* Records shown
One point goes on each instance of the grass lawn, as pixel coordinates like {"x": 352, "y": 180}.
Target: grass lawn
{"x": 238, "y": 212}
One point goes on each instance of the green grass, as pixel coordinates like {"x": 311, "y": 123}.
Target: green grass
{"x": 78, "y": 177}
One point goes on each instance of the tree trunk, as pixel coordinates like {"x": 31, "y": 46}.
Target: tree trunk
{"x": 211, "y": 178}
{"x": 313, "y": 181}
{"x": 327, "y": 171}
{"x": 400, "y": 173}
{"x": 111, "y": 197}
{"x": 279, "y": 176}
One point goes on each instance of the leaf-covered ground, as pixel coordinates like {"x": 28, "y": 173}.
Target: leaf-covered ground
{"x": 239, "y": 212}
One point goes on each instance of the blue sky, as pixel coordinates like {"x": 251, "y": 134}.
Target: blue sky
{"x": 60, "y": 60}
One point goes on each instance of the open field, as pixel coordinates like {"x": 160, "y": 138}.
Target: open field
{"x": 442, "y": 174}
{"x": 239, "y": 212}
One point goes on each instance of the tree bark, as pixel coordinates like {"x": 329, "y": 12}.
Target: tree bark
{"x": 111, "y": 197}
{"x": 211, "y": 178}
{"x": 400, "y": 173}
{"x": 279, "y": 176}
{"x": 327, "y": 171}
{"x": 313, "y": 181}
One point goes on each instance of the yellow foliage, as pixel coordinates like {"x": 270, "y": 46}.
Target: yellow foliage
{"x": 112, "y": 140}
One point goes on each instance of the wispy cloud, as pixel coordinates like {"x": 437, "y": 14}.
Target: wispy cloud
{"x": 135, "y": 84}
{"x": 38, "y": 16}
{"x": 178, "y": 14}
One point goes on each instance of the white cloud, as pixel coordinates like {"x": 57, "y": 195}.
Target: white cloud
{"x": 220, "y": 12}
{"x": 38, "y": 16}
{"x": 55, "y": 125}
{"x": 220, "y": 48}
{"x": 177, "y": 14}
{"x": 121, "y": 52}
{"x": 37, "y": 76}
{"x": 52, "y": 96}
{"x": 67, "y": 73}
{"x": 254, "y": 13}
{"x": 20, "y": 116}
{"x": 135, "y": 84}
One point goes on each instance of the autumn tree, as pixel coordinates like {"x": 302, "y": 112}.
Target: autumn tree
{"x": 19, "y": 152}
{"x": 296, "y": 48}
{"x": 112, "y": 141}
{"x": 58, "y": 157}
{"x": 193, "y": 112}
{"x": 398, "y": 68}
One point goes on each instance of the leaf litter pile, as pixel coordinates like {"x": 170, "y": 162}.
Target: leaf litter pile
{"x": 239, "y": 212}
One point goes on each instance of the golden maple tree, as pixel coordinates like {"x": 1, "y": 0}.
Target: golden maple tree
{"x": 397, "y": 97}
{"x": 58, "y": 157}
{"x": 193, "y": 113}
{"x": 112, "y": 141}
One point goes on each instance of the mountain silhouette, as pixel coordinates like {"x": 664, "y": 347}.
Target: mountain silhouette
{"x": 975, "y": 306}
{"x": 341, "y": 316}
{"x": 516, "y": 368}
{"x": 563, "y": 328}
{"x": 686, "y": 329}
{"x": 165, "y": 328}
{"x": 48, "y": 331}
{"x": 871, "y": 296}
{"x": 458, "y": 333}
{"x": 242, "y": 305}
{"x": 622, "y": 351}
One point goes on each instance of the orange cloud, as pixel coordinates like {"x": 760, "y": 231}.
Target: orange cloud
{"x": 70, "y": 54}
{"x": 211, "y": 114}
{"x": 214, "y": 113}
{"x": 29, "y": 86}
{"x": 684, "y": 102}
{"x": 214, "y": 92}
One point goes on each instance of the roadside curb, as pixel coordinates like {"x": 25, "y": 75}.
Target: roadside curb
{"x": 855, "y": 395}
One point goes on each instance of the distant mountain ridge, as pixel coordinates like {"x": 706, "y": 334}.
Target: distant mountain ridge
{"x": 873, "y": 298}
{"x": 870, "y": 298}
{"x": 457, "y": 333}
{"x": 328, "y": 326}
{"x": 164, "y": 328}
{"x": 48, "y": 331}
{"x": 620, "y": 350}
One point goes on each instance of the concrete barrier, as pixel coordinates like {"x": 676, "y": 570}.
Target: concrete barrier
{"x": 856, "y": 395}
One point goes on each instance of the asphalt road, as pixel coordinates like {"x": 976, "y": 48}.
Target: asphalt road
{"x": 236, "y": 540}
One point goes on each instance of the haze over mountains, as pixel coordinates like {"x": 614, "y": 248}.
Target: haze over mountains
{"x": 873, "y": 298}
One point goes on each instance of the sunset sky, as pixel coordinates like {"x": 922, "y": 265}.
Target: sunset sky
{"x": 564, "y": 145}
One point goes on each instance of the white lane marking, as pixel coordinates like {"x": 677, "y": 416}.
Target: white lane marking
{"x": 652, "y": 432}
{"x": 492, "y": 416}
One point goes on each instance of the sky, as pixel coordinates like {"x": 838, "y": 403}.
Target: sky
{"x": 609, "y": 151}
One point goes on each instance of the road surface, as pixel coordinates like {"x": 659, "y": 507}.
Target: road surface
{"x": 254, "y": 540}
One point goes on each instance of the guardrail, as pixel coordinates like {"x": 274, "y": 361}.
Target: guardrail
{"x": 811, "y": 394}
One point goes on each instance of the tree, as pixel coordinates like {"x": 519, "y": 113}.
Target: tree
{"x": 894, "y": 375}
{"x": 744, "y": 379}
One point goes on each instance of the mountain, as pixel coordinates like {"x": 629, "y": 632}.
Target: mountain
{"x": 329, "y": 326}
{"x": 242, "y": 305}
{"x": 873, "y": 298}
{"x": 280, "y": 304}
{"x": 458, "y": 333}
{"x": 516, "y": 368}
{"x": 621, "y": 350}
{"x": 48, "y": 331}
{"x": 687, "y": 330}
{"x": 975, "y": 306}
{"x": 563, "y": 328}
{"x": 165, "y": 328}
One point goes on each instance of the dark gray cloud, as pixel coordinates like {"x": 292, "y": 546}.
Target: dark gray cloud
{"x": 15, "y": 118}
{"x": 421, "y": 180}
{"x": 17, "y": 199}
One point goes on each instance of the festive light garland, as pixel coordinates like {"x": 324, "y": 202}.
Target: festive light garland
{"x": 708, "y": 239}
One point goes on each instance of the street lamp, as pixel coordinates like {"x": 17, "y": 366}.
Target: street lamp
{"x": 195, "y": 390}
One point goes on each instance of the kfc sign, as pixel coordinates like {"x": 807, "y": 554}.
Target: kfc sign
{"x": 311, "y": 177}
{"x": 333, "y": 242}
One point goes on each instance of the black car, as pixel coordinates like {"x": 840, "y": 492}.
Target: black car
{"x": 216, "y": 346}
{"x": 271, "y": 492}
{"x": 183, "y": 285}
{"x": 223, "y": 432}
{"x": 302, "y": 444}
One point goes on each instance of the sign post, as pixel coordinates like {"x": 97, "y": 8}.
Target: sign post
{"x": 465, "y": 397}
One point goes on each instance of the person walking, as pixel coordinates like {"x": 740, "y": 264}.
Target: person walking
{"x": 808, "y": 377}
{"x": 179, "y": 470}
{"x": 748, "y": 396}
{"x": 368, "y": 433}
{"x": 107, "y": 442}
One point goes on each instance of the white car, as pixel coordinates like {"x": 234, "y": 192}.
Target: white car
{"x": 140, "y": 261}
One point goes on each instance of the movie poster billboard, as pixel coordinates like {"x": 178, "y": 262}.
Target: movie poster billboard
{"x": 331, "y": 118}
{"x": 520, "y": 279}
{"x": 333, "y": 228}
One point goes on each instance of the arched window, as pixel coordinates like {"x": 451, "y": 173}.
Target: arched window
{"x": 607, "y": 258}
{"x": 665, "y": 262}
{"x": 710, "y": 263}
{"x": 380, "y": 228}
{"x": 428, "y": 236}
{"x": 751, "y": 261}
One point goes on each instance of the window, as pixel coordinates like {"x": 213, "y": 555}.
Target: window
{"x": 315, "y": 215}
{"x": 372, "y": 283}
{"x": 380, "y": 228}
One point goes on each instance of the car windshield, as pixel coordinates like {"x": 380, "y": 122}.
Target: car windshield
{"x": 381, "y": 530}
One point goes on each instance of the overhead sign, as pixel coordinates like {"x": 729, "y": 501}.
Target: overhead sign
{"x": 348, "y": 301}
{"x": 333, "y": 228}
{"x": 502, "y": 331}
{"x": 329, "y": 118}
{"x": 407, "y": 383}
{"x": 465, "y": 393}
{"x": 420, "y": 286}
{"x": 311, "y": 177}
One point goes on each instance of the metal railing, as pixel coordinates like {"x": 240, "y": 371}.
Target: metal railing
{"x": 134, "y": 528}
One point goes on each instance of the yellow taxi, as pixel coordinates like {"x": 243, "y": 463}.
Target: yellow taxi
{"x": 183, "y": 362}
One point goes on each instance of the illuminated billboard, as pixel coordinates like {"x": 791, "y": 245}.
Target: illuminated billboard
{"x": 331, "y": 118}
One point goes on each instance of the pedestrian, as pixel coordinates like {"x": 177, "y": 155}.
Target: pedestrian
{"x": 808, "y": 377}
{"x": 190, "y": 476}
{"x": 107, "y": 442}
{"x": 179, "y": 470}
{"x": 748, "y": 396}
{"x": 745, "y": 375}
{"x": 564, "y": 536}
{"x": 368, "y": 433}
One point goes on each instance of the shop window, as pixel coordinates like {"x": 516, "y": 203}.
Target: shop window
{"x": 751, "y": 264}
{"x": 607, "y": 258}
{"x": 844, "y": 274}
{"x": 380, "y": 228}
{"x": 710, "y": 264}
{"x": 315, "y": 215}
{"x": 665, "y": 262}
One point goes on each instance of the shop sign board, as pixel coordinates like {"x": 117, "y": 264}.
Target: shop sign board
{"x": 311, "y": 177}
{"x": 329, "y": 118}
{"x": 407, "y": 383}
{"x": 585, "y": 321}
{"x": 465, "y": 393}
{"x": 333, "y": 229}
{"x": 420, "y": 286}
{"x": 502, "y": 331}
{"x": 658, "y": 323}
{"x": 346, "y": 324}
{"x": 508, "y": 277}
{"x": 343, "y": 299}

* Given task
Exactly repeat the lines from the line that contains "One point goes on each instance of the shop window, as" to the end of the entries, both included, and leave out all other lines.

* Answer
One point goes on each instance of the shop window, as pixel coordinates like {"x": 516, "y": 203}.
Target: shop window
{"x": 751, "y": 264}
{"x": 607, "y": 258}
{"x": 844, "y": 274}
{"x": 380, "y": 228}
{"x": 710, "y": 264}
{"x": 315, "y": 215}
{"x": 665, "y": 262}
One point goes on each instance of the shop sign board, as pixel coordinates like {"x": 117, "y": 264}.
Target: shop sign board
{"x": 311, "y": 177}
{"x": 329, "y": 118}
{"x": 407, "y": 383}
{"x": 585, "y": 321}
{"x": 465, "y": 393}
{"x": 333, "y": 229}
{"x": 420, "y": 286}
{"x": 502, "y": 331}
{"x": 658, "y": 323}
{"x": 346, "y": 324}
{"x": 508, "y": 277}
{"x": 343, "y": 299}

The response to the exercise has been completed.